• [PASSAGE FOR REVIEW]
◆ ◆ ◆ ◆

Case Study

Charivo

Modular Live2D + LLM framework for building interactive AI characters with pluggable voice and rendering layers.

TypeScript pnpm Monorepo Live2D LLM/TTS/STT OpenAI Realtime API

View on GitHub Live Demo

Charivo splits an interactive AI character into parts that come apart. Rendering (Live2D), language (the LLM), and voice (TTS/STT) live in separate packages wired together through interfaces — so swapping the TTS provider, or dropping in a different model, never means touching the renderer.

How it’s put together

The framework keeps four concerns apart: orchestration, stateful managers, browser-side clients, and server-side providers. You compose a character from independent packages:

@charivo/core — the orchestrator: attach a renderer, an LLM, and a TTS player, then call charivo.userSay("...")
@charivo/render + @charivo/render-live2d — Live2D model loading, motion playback, and mouse/gaze tracking
@charivo/llm and @charivo/tts — a manager + client split, with /remote clients that keep provider keys on the server instead of in the browser
@charivo/realtime — swap the LLM + TTS pair for a single speech-to-speech manager

Keeping browser clients and server providers on opposite sides of that line is deliberate: the frontend never holds a provider credential.

◆ ◆ ◆ ◆

• [ENTRIES PROVIDED]
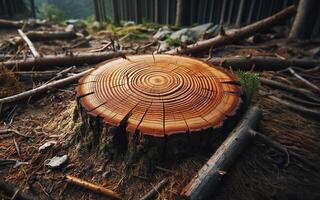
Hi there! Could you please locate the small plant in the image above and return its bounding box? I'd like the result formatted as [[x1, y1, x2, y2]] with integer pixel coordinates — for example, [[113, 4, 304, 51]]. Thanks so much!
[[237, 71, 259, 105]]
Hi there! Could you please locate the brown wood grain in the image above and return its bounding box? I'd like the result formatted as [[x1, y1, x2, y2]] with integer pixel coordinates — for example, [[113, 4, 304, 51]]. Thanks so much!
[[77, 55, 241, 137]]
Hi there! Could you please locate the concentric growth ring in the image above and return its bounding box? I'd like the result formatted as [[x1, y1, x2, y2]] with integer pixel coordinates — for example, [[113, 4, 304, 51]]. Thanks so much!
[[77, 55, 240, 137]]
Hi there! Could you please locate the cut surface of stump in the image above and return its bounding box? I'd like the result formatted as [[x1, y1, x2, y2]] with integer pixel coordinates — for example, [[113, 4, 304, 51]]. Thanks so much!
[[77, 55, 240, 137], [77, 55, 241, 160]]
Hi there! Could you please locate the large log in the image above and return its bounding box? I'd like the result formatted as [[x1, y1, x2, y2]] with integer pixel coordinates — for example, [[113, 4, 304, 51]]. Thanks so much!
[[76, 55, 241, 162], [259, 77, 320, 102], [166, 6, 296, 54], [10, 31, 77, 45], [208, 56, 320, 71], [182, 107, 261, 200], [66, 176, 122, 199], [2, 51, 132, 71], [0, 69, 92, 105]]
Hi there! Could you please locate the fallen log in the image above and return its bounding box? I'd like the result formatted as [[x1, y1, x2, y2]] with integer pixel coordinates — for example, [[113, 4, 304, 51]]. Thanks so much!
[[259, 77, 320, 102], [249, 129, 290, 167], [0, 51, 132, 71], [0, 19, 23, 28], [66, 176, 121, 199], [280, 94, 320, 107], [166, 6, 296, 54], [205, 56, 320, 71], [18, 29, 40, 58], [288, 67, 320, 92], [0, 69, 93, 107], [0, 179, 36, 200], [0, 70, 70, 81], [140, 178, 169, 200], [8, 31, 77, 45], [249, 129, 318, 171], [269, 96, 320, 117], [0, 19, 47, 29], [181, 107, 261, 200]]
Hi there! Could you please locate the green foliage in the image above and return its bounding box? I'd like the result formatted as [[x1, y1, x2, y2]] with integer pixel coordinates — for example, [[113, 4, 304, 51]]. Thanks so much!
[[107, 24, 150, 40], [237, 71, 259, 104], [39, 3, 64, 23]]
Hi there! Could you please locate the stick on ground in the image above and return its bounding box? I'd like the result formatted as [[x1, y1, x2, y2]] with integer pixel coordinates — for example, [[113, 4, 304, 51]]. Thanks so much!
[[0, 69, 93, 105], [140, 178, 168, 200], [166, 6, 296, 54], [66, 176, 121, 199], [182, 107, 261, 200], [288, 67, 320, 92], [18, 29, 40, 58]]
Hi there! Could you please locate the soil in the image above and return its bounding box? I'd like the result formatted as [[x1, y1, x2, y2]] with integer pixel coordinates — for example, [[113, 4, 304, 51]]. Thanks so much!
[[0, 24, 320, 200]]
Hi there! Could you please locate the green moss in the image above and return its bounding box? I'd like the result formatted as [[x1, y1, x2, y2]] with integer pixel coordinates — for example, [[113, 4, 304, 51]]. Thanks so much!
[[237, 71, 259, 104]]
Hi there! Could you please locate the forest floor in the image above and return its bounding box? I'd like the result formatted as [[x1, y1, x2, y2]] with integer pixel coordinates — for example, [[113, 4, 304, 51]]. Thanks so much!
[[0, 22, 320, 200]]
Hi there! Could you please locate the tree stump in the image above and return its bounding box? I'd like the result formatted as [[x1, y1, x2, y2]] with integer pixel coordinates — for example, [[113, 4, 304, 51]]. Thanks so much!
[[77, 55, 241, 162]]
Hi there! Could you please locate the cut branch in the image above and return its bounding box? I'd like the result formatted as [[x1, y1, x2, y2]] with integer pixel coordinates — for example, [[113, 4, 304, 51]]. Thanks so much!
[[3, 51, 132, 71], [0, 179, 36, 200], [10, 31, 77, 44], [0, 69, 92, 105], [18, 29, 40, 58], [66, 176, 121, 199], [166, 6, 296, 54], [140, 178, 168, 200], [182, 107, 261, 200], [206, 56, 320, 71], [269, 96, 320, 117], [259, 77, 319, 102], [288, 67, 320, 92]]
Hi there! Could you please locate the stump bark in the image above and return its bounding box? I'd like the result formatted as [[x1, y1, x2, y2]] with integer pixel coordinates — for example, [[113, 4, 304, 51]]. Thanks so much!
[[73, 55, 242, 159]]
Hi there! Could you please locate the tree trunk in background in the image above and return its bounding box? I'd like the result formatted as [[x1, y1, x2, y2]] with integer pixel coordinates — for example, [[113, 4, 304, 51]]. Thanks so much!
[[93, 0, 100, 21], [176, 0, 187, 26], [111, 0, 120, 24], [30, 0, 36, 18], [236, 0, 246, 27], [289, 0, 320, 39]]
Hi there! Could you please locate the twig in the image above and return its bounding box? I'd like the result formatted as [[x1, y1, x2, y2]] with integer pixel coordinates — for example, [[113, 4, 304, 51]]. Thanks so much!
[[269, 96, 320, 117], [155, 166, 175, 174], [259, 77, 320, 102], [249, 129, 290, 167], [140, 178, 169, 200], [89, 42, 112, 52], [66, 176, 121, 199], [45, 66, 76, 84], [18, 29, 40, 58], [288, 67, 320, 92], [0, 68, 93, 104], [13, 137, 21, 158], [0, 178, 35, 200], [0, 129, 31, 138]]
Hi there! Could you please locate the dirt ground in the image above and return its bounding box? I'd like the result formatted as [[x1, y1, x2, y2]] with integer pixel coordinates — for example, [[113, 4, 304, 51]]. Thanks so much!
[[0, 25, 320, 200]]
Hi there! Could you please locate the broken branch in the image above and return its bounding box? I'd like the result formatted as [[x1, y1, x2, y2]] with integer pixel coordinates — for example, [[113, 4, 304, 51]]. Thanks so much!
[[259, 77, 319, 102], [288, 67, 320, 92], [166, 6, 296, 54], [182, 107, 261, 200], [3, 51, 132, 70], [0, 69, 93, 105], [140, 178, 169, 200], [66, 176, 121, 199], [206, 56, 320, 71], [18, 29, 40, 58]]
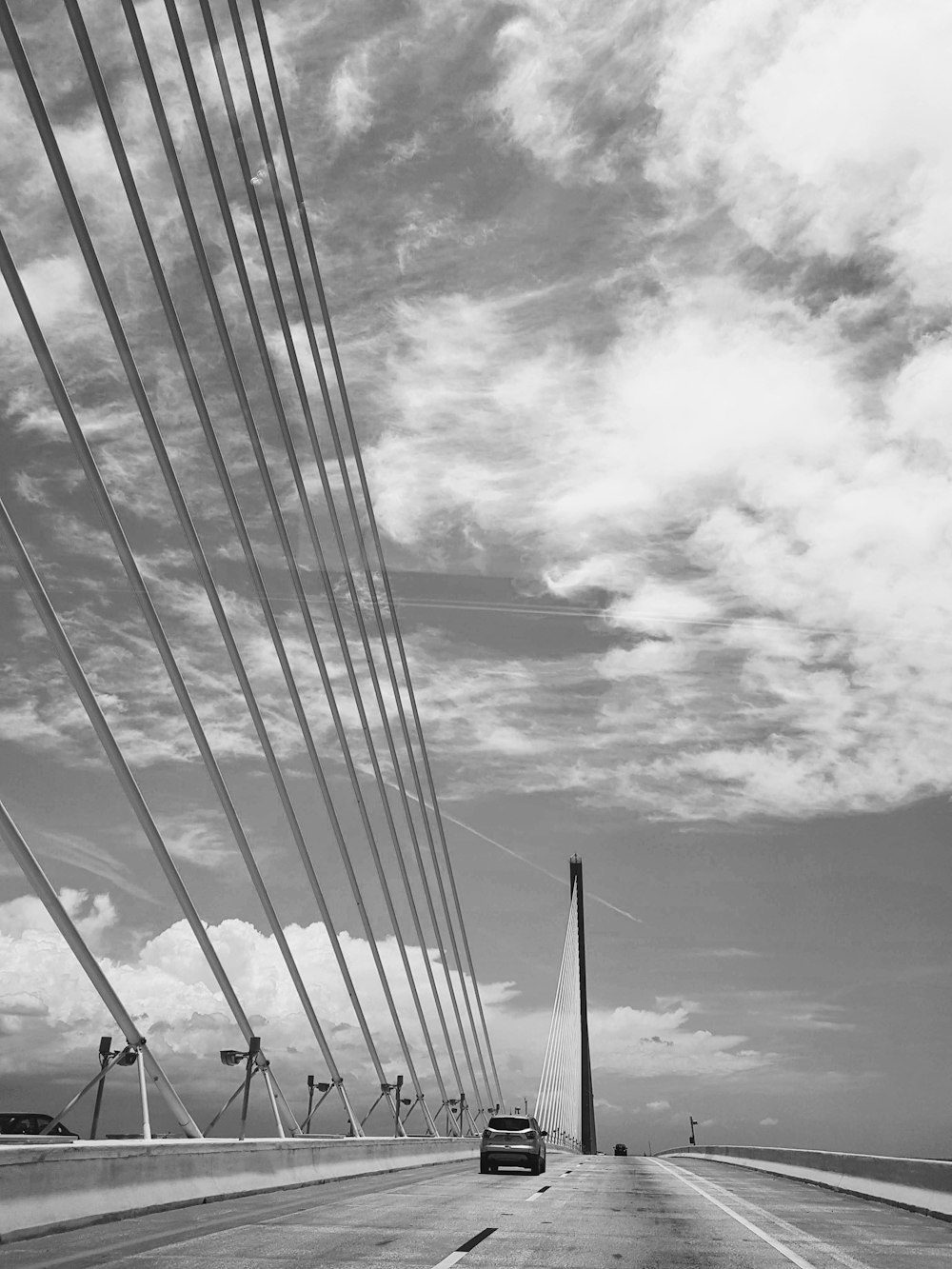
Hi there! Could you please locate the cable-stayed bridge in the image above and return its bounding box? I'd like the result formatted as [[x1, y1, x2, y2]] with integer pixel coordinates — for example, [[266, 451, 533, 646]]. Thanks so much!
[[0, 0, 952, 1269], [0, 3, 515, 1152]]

◆ ◆ ◆ ◆

• [ACTIVITY]
Answer these from the Charivo case study:
(a) Which three parts of an interactive AI character live in separate packages?
(b) What does @charivo/realtime use in place of the LLM + TTS pair?
(c) What does the frontend never hold?

• [OUTPUT OF THE TASK]
(a) Rendering (Live2D), language (the LLM), and voice (TTS/STT).
(b) A single speech-to-speech manager.
(c) A provider credential.